* _Recorded data_:
— BEGIN —

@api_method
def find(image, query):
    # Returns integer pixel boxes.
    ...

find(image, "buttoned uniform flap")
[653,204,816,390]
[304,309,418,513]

— END —

* _EXERCISE OBJECTIVE_: Can you transcribe all of the items above, reproducing each line with no changes?

* _ANSWER FOR THE TASK_:
@api_method
def find(image, query):
    # Returns integer pixel boxes.
    ...

find(image, "buttoned uniform flap")
[653,204,816,390]
[304,309,418,513]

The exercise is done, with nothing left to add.